■ Text segment:

>> Start

# hello



## mandycarter (Dec 16, 2005)

Hello my name is mandycarter and I am a wife of a reserve solider and a mother of a 6 month old.


----------



## dougspaulding (May 22, 2004)

Hello Mandy, and welcome to the friendliest, most Unpleasant Street on the map.


----------



## grapegrl (Jan 3, 2006)

Hi, mandy and welcome!


----------



## colinsuds (Aug 20, 2005)

Hey mandy! Welcome to the street!


----------



## claymud (Aug 21, 2005)

Welcom to upleasent street!


----------



## Zombie-F (Apr 12, 2004)

Hi Mandy, welcome to my own little slice of hell on the internet! Feel free to make yourself right at home.


----------



## Blackwidow (Jul 9, 2005)

Greetings mandy and welcome!


----------



## TipoDeemin (Oct 8, 2005)

Hello, welcome, and everything everybody else beat me to saying!


----------



## Vlad (Aug 2, 2005)

Greetings Mandy, glad you signed on. Ooooooooooo you have a 6 month old, children are the scariest of all creations, lol. Wait till the teen years and you'll see! So do you have a boy or girl?


----------



## mandycarter (Dec 16, 2005)

Hi and thanks to all who welcomed me, I have a little boy


----------



## Sinister (Apr 18, 2004)

Heya! What are you going to do with that little boy?  :ninja:


----------



## Bone Dancer (Oct 7, 2005)

>> End

■ Work to complete:
Copy everything in the welcome thread from "## Vlad (Aug" down to "boy or girl?", changing "scariest" to "sweetest".

■ Provided data:
>> Start

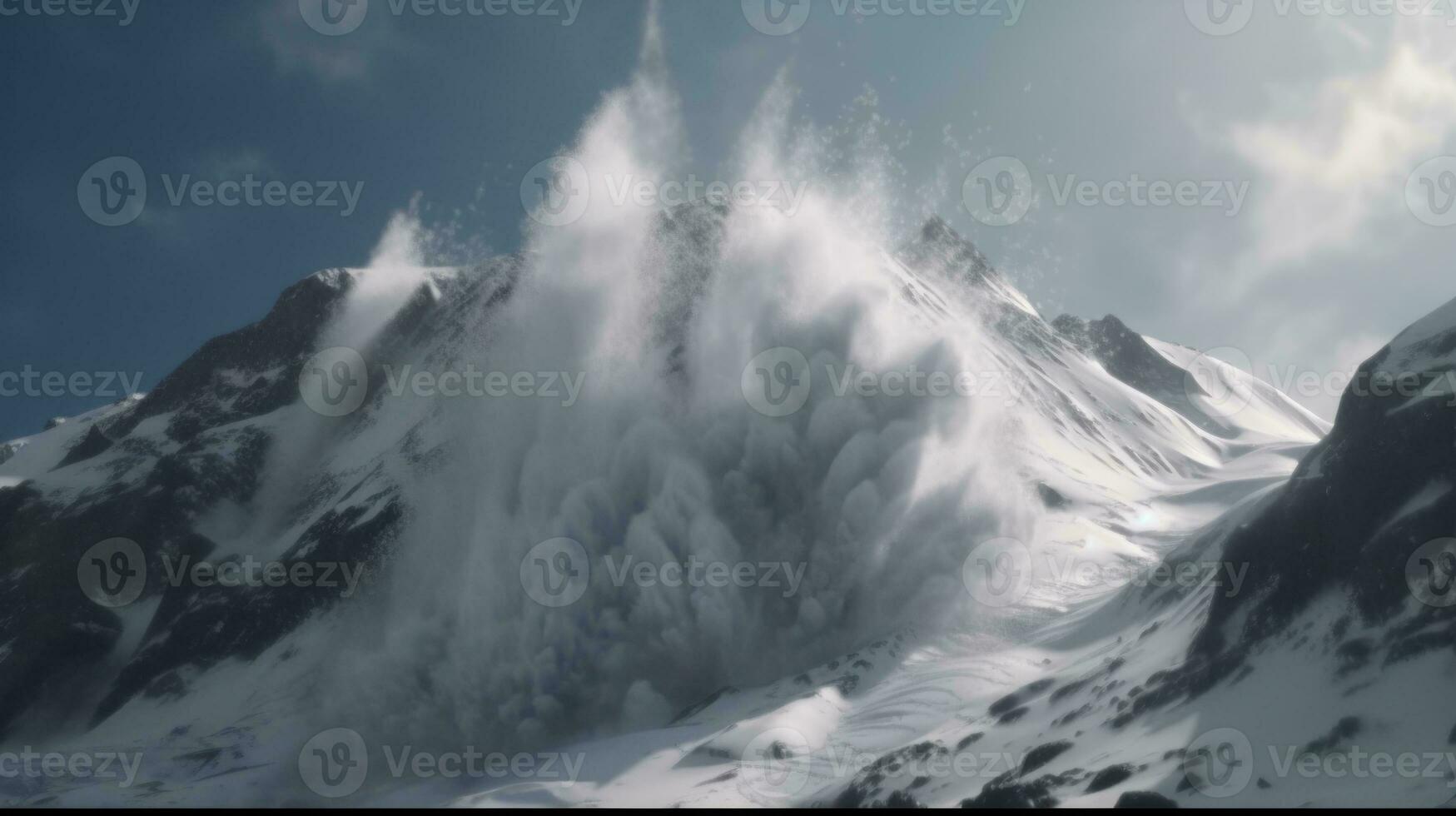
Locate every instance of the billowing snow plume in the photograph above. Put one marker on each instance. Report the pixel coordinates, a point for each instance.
(865, 505)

>> End

■ Answer in full:
## Vlad (Aug 2, 2005)

Greetings Mandy, glad you signed on. Ooooooooooo you have a 6 month old, children are the sweetest of all creations, lol. Wait till the teen years and you'll see! So do you have a boy or girl?